Closed fawazsammani closed 11 months ago
Thanks! It's actually pretty straightforward - I used a single GPU for training, so the per GPU batch size was equal to the global batch size.
As the loss is the DINO loss, which is an instance discrimination task I do think there is some benefit for optimisation to use a bigger batch size - however I doubt that this will truly change the prototypes learned. I haven't specifically looked at how sensitive the model is to batch size.
@Nanne i have another few questions,
1) You mention in the paper that you use soft gumbel softmax for the first 15 epochs and then switch to the hard gumbel softmax. However in this line the gumbel softmax for student is set to False and hard is set to True, before training starts. This will result in hard attention (w/o) gumbel softmax for all training epochs. The line here is technically doing nothing as hard is already set to True from the beginning of the training. Is that a bug in the code or should it be like this?
2) I assume the teacher is using the default setting of hard=False, gumbel=True through the whole training?

▶ **MATERIAL FOR THIS EXERCISE**:
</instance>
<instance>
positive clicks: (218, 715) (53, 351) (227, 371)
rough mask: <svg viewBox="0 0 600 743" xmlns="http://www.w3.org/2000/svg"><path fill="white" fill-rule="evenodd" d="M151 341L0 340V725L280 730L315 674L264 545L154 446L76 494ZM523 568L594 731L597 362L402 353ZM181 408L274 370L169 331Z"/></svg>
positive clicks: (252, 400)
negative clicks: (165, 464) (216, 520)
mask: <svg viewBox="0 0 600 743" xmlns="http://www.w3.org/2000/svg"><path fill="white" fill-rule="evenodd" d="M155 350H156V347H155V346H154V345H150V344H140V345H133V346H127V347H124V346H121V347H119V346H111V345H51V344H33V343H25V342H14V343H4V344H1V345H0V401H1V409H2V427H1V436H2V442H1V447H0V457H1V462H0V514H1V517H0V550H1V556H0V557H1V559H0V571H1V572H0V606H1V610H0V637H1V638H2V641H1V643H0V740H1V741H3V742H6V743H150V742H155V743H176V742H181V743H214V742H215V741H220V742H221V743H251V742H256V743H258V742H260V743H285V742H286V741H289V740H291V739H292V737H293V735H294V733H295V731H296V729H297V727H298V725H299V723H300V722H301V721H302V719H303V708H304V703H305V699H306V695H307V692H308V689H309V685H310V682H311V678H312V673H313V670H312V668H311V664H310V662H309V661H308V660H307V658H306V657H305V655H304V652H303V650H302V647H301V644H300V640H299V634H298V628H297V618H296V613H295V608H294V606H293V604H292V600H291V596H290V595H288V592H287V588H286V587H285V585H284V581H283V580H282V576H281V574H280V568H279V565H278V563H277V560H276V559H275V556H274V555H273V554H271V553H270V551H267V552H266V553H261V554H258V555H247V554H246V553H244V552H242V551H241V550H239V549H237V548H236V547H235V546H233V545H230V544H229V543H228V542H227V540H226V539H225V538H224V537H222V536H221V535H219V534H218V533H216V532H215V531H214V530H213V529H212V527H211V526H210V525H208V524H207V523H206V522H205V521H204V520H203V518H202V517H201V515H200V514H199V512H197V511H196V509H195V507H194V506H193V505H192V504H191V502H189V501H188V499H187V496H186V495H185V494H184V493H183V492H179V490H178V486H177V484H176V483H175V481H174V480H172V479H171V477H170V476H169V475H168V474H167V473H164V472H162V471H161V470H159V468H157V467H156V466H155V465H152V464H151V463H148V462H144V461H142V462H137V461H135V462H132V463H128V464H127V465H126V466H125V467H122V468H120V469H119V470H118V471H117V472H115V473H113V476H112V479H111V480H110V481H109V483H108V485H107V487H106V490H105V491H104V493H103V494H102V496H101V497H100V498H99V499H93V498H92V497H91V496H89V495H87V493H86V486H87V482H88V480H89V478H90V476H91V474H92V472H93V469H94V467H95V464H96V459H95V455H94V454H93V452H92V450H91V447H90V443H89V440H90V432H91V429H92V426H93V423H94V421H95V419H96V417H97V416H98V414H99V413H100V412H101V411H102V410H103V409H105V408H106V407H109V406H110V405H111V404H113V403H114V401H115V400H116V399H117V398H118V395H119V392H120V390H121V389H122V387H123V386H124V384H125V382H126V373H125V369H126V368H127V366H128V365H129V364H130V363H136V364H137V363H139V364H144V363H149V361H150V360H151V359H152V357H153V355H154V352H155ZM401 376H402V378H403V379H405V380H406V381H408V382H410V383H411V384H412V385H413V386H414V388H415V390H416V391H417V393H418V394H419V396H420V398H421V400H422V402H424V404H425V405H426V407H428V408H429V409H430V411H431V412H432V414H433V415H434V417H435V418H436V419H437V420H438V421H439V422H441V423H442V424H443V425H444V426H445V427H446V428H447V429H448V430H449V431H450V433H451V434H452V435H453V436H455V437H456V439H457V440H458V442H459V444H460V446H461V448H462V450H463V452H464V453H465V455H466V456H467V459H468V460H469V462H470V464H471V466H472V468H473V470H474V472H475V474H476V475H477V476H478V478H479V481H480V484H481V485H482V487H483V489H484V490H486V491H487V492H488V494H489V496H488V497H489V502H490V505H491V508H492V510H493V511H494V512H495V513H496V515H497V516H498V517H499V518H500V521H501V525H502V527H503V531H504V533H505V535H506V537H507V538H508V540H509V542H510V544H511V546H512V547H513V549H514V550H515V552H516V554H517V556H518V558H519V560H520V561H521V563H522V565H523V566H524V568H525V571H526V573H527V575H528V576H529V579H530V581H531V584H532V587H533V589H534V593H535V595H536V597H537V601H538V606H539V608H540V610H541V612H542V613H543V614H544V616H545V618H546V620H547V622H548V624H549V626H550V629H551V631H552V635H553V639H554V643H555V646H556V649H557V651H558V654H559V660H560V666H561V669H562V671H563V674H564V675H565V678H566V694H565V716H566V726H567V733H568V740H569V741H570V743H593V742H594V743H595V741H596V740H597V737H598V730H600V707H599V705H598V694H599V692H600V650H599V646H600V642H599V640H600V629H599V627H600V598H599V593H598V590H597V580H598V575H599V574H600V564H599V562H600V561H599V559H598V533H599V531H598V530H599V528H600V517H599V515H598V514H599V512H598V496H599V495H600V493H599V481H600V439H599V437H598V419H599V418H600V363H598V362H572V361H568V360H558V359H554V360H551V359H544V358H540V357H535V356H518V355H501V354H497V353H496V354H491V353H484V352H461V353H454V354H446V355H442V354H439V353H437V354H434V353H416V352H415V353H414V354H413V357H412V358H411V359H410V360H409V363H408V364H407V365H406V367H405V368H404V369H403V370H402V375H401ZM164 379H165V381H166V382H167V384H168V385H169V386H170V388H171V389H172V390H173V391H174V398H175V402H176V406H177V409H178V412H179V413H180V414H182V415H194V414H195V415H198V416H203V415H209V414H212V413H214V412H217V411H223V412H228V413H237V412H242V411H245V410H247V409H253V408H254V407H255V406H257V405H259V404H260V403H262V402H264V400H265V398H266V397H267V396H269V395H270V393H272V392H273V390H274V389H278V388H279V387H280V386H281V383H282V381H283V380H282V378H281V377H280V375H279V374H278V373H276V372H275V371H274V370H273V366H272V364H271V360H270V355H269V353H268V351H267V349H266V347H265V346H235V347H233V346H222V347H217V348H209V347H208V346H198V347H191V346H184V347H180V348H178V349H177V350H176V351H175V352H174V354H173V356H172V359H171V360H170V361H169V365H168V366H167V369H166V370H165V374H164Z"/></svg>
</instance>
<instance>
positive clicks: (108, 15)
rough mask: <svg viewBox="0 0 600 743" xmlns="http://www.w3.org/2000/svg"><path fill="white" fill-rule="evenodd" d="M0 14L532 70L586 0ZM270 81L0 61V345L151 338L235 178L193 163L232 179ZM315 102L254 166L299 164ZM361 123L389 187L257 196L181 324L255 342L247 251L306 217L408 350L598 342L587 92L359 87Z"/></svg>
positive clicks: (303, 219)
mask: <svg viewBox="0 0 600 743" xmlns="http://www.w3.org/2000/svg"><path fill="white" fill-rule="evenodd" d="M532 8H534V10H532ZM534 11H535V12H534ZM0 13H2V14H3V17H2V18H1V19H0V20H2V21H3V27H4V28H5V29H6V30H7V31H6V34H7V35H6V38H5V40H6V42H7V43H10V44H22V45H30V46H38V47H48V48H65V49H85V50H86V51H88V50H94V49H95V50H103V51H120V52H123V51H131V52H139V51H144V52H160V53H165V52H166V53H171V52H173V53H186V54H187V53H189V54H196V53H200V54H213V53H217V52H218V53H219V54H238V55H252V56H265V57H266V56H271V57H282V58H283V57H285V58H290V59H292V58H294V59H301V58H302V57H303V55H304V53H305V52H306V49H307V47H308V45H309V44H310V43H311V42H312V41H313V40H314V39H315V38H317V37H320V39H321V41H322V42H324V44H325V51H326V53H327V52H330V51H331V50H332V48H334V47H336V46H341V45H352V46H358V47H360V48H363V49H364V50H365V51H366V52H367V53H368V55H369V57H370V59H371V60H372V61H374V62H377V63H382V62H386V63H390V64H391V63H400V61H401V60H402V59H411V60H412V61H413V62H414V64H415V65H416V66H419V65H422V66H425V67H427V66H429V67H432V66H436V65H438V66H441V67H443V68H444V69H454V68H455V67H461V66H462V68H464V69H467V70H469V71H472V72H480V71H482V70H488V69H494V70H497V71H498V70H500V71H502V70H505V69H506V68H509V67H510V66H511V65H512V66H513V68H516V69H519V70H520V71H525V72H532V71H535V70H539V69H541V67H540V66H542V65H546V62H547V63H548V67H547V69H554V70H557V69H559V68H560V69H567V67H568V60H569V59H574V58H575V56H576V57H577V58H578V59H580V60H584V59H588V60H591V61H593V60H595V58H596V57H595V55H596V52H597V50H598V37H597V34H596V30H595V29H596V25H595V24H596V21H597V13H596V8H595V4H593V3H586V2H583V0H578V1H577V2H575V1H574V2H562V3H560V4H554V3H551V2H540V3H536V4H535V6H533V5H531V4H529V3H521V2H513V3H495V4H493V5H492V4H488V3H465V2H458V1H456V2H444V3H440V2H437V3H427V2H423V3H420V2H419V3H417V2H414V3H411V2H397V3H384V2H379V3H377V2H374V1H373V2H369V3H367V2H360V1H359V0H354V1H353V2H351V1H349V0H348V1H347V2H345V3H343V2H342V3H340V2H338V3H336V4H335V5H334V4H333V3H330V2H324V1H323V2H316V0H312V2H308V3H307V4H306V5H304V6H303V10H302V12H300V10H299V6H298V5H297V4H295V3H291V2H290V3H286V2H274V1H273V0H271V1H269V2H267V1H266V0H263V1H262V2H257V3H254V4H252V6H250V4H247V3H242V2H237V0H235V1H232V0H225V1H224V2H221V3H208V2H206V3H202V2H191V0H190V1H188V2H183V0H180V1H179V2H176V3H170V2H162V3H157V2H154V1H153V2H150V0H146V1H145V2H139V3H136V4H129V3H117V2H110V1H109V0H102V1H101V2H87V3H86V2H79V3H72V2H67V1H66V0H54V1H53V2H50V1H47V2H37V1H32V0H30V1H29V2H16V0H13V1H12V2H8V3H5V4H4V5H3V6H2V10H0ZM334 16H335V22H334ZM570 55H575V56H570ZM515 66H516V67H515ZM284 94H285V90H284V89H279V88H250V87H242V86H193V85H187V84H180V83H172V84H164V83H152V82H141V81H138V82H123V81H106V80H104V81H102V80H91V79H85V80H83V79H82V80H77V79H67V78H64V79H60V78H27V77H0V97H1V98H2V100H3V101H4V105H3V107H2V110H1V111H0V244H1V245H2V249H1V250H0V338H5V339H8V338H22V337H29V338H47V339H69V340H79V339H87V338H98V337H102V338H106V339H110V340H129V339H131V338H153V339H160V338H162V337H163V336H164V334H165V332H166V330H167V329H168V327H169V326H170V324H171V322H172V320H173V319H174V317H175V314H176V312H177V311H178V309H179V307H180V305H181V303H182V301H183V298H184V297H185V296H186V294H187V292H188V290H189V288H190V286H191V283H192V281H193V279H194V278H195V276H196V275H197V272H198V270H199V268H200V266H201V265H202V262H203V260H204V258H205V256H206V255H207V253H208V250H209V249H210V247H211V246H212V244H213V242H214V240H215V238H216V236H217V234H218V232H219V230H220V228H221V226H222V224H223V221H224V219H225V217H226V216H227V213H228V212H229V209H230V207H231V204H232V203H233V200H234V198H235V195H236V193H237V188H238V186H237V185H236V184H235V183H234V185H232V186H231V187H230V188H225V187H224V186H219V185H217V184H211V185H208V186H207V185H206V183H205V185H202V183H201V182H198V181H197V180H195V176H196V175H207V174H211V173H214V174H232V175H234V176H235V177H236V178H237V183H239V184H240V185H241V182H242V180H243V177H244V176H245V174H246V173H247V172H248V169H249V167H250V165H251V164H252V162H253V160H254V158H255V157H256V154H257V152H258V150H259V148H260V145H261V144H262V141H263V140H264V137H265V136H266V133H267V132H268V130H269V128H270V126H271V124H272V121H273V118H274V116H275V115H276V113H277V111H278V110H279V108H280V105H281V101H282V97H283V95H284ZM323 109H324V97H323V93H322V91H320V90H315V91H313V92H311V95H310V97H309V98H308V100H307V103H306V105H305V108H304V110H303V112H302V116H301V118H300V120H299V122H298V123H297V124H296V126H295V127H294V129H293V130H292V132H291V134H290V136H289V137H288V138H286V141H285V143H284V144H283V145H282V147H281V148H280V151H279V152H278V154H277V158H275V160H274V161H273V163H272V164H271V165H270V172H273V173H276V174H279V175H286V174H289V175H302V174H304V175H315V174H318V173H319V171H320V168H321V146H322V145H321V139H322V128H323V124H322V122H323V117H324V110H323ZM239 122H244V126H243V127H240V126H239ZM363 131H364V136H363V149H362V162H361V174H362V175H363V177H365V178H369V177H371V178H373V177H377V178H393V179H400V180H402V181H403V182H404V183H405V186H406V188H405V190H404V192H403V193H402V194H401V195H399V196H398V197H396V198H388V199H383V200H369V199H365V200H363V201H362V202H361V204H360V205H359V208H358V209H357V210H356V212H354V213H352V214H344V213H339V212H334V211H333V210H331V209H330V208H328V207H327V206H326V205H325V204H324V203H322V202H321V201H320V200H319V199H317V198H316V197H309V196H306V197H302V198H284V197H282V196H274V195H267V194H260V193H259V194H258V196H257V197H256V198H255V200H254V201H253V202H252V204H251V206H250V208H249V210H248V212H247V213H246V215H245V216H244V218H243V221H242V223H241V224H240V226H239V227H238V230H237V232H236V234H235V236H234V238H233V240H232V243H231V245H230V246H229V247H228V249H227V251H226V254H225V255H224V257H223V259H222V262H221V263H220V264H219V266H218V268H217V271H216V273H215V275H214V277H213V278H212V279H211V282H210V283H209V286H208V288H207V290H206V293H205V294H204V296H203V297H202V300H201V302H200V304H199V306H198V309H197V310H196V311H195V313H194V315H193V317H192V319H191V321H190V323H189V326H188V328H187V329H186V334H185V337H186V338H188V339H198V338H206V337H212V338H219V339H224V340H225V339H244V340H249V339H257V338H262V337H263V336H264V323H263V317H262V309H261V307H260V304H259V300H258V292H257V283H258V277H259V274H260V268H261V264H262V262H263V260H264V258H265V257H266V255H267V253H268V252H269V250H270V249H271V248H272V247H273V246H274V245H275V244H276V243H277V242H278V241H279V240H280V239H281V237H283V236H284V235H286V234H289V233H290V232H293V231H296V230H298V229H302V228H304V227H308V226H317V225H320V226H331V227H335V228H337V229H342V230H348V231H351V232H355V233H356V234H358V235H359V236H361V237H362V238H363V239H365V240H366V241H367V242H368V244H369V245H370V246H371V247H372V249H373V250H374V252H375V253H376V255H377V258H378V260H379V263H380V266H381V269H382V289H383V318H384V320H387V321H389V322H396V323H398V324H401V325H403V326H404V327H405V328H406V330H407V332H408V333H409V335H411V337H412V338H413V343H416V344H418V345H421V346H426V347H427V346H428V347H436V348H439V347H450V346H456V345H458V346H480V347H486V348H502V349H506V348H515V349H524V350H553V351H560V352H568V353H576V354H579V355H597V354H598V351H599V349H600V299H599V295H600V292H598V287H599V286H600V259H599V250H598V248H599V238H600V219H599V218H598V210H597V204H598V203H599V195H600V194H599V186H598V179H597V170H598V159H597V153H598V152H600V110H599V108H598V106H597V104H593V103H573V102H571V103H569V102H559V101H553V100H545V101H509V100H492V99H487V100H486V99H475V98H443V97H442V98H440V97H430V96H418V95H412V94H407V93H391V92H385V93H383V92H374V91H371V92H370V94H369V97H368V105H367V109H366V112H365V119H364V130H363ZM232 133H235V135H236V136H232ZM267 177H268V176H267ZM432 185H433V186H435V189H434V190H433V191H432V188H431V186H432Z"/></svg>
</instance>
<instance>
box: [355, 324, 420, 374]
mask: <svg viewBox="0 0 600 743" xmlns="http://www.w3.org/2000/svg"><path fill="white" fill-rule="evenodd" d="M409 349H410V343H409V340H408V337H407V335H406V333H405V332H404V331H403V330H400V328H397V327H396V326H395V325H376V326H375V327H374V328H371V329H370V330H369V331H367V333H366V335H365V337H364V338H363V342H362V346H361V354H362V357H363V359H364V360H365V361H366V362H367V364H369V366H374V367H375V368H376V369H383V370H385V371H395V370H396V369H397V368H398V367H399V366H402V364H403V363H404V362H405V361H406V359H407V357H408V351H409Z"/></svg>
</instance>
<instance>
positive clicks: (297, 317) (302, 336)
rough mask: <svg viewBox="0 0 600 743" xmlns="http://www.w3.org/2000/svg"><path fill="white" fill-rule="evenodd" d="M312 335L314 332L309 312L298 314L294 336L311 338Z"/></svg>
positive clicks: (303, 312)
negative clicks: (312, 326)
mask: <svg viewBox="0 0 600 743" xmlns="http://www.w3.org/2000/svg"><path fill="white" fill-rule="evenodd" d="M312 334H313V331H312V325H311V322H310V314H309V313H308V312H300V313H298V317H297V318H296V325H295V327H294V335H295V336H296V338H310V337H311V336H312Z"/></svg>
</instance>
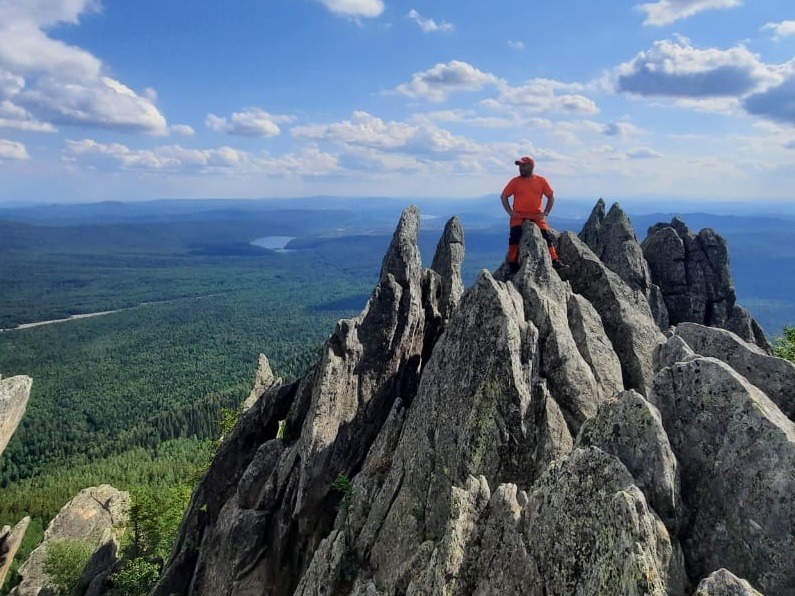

▶ **DIRECTIVE 1**: Reproduce the records from their very first line down through the line containing "negative clicks: (165, 464) (216, 520)", keeping both of those lines.
▶ **DIRECTIVE 2**: Write what comes next in the discussion thread about batch size and gumbel softmax training, picking up after its final line.

▶ **EXPECTED OUTPUT 1**:
</instance>
<instance>
positive clicks: (218, 715) (53, 351) (227, 371)
rough mask: <svg viewBox="0 0 600 743" xmlns="http://www.w3.org/2000/svg"><path fill="white" fill-rule="evenodd" d="M151 341L0 340V725L280 730L315 674L264 545L154 446L76 494ZM523 568L594 731L597 362L402 353ZM181 408L274 370L169 331Z"/></svg>
positive clicks: (252, 400)
negative clicks: (165, 464) (216, 520)

▶ **EXPECTED OUTPUT 2**:
3) Are you taking the prototypes of the teacher or student at the end? It seems you use the student, while in the original DINO paper they say the teacher is better and they use the teacher.
Thanks in advance
Thanks, good catch, I did some experimenting with different configurations and left these lines in. To reproduce the paper line 174 and 175 should basically be removed. Will updated this!
Hi, Thanks for your work. In the paper, you mention you use a batch size of 128. But here in the code, it appears you are doing multi-GPU training, and the batch size per GPU is 128. Therefore, what is the global batch size you used? I am not sure if the model is sensitive to higher batch sizes since it is a prototype-based.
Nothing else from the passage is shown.